*Supplied text*.
※

At the small end of an illness, there was a picture, probably Japanese, which filled my eye. An idiotic picture, except it was all that I recognized. The wall lived for me in that picture. I clung to it as to a fly. That's it. So there's a moment of no drama that probably all of us have had some experience of. When you come out of the throws of illness and you're still feeling weak and you're laying in bed or you're sitting in a chair and you can't move that easily. Then you see something and that whatever it is, it's not necessarily poignant.

[06:37]

It's not necessarily moving, but in that moment it fills your eye and mind completely. So that's the kind of drama I'm talking about. And it's part of our training. This is something Susan spoke. Susan was speaking about training. That was really the heart of your talk, right? Yeah. So I'm going to get around to that. Just as I was up in, I don't force. the images or the ideas that come to my head in preparation for a talk or for many things. I try to give them space and some trust that whatever needs to arise will come up in time.

[07:44]

even if I'm sitting there as I was 15 minutes ago thinking, I don't know what the hell I'm going to talk about. So a story came to me because I sort of had this idea, well, I want to tell a story. And this is what came to me, I think about seven or eight years ago. I'm about to, in about 10 days, go to India where I go almost every year. teach at, in these Ambedkarite Buddhists, these ex-untouchable Buddhist communities, where I've been involved for the whole time I've been going there. It's really, it's a second home for me. And it's, you know, we meditate twice a day, and there's young people, and it's really alive. And then I'm going to have the pleasure at the end of the trip to catch up with Linda Hess,

[08:51]

in Madhya Pradesh in rural India and partake of a song workshop with these Kabir singers that she's been working with and who I've met a little. But anyway, I was thinking of India and I can't remember, I was passing through Calcutta where I had never been before. And I was alone. And I had booked a hotel, but I didn't know where it was because I didn't know where anything was in Calcutta. And at the airport, a lot of airports just like airports here, you can book a taxi and you pay for it and you tell them where you're going and they dispatch a driver with the address of your destination to take you to your destination.

※

*Stated problem*. Set down, word for word, the passage of the talk transcript from "It's not necessarily moving, but" to "up in time.".

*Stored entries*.
※

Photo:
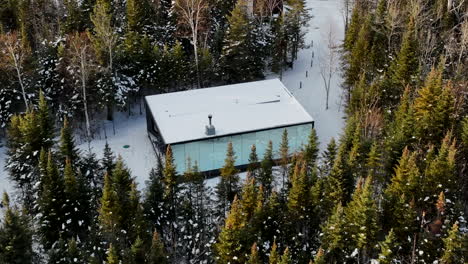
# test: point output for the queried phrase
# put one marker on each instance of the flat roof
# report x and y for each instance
(238, 108)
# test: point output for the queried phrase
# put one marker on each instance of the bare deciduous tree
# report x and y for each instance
(13, 56)
(328, 58)
(346, 7)
(82, 63)
(104, 36)
(192, 14)
(463, 40)
(393, 20)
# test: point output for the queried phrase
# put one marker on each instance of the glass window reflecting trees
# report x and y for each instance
(210, 153)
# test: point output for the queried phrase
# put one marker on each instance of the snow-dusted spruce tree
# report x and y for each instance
(171, 204)
(104, 39)
(296, 20)
(15, 234)
(228, 187)
(27, 136)
(239, 60)
(328, 59)
(266, 178)
(230, 247)
(77, 207)
(14, 57)
(119, 213)
(254, 165)
(81, 67)
(198, 222)
(192, 15)
(153, 199)
(51, 199)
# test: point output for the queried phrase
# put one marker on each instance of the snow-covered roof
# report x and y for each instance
(237, 108)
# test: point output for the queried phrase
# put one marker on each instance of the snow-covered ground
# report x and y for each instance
(140, 157)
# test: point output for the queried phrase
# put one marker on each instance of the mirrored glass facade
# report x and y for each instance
(210, 153)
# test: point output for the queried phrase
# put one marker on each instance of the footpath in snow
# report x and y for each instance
(131, 131)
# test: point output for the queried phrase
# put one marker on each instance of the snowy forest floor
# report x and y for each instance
(140, 157)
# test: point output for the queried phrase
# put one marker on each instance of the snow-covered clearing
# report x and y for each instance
(140, 157)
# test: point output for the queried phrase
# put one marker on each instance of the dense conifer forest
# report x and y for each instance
(392, 189)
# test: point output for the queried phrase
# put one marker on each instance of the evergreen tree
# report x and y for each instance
(249, 198)
(254, 165)
(284, 154)
(274, 257)
(286, 257)
(108, 160)
(453, 247)
(76, 207)
(433, 108)
(74, 255)
(299, 192)
(406, 180)
(328, 158)
(72, 21)
(361, 219)
(334, 237)
(153, 203)
(137, 252)
(388, 249)
(46, 123)
(170, 175)
(358, 59)
(231, 247)
(51, 200)
(266, 178)
(228, 187)
(400, 132)
(110, 209)
(156, 254)
(404, 69)
(112, 255)
(440, 173)
(311, 150)
(254, 258)
(319, 258)
(15, 236)
(238, 60)
(67, 146)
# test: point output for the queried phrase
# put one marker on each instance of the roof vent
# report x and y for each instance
(210, 129)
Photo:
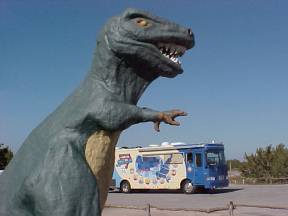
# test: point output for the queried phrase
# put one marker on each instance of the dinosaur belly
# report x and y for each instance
(100, 155)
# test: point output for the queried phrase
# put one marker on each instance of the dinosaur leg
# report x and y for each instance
(64, 186)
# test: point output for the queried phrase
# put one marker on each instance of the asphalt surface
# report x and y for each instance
(261, 200)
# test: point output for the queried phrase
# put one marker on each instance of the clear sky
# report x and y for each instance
(234, 85)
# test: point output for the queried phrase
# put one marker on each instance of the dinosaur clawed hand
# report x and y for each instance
(168, 117)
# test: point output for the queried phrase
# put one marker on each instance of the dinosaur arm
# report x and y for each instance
(121, 116)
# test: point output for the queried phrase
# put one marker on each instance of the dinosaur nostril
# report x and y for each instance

※

*Problem solution*.
It's not necessarily moving, but in that moment it fills your eye and mind completely. So that's the kind of drama I'm talking about. And it's part of our training. This is something Susan spoke. Susan was speaking about training. That was really the heart of your talk, right? Yeah. So I'm going to get around to that. Just as I was up in, I don't force. the images or the ideas that come to my head in preparation for a talk or for many things. I try to give them space and some trust that whatever needs to arise will come up in time.